* PRÉSENTATION DE L'EXERCICE
Pour chacune des affirmations suivantes, dites si elle concorde avec le compte rendu en répondant par oui ou par non, puis citez mot pour mot les termes du compte rendu qui tranchent. 1. Le séjour s’est déroulé de décembre 2009 à janvier 2010. 2. Lors du séjour précédent, l’accès au delta de l’Irrawaddy avait été autorisé. 3. Nilar Aung suit des études d’infirmière.

* TEXTE
• • • • • • •

Soutiens directs aux Birmans

 

Compte rendu du 6e séjour en Birmanie

(17 décembre 2009 – 12 janvier 2010)

 

         Comme les années précédentes, les soutiens financiers concernent les lieux suivants, successivement :  

 1. Le delta de l’Irrawaddy, au sud de Pathein ;

 2. Le dispensaire de Si Kar, dans le District de Mandalay, à travers l’association « The Light of Asia » ;

 3. A Rangoun, la bourse d’études destinée à Nilar Aung, par l’intermédiaire de l’association écologique « Global Green Group » ;

 4. Dans une autre partie du delta, au sud de Rangoun, aide à une famille de pêcheurs par l’entremise de l’association « Women for the World ».

 

            Nous étions accompagnés au cours de ce séjour par notre amie Dominique Mandrilly, membre de MAP et parrainant Nilar Aung qui poursuit des études d’infirmière.

            Nous tenons à préciser que ces soutiens financiers ont été rendus possibles grâce à la contribution de nos amis et notre parenté à travers l’Europe, et même un peu au-delà (de France et Monaco, mais aussi d’Allemagne, de Grande-Bretagne, d’Irlande, Italie, de Pologne, Suède, Suisse, République tchèque, et aussi d’Australie et d’Alaska).

En outre, la contribution de notre association « Médecine, Aide et Présence » nous a permis d’apporter un soutien global nettement supérieur à celui de l’an passé.

 

1. Le delta de l'Irrawaddy

Si l’accès à cette région nous avait été strictement interdit au cours de notre précédent séjour en raison des dévastations subies par le passage du cyclone Nargis, nous avons pu cette fois-ci nous rendre sur les lieux d’activités du Père Benjamin Eihsu, non sans avoir subi les tracasseries administratives variées qui se déclenchent dès qu’un touriste s’éloigne un tant soit peu d’une zone considérée comme convenable pour des activités purement touristiques. C’est ainsi que si nous n’avons pas été remarqués lors de notre visite au Foyer d’étudiantes, à la périphérie de Pathein (capitale régionale située sur l’axe qui mène aux plages du Golfe du Bengale), la situation s’est corsée alors que nous nous trouvions dans la porcherie du pensionnat de Myaungmya. Benjamin avait pourtant signalé au commissariat de police notre présence dans la ville; pour rendre notre présence plus « justifiable » il avait même inventé le stratagème suivant: comme nous avions tous les trois un ancêtre commun, un grand oncle venu de France au début du siècle dernier fonder la mission catholique, nous étions quant à nous venus entreprendre un  pèlerinage familial !

• • • • • • •

* ENTRÉES EXTRAITES
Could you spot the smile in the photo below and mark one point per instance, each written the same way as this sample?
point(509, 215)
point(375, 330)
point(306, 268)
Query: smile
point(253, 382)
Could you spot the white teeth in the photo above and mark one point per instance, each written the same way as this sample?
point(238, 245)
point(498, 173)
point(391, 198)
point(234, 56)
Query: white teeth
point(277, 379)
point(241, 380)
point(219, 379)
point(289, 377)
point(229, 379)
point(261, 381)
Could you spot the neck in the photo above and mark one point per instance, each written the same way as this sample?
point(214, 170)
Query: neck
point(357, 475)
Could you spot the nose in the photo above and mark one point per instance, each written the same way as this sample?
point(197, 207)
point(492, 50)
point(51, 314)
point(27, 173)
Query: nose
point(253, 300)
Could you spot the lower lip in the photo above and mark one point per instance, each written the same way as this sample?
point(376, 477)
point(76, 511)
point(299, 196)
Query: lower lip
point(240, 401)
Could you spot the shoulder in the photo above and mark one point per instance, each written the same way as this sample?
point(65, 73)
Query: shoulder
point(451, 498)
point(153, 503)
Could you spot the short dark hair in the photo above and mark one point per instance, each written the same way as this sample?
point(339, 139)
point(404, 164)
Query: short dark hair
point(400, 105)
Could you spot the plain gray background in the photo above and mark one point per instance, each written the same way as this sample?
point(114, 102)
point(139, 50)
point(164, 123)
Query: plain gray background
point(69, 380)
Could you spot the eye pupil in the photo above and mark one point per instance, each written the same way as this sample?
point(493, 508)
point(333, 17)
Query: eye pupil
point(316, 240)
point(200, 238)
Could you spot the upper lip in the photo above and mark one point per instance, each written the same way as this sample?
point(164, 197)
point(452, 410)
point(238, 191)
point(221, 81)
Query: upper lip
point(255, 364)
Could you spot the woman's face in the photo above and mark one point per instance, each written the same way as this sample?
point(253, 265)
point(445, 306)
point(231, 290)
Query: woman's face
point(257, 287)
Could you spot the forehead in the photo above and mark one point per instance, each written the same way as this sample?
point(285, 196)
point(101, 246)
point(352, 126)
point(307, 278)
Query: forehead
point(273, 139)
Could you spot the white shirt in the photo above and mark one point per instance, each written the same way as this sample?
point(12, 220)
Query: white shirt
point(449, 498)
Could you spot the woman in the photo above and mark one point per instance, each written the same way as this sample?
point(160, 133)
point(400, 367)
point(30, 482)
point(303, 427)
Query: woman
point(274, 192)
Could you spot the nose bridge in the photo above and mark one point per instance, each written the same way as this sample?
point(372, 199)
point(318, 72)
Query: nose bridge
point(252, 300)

• • • • • • •

* SOLUTION DU PROBLÈME
1. Oui : « 17 décembre 2009 – 12 janvier 2010 ».
2. Non : « l’accès à cette région nous avait été strictement interdit au cours de notre précédent séjour ».
3. Oui : « Nilar Aung qui poursuit des études d’infirmière ».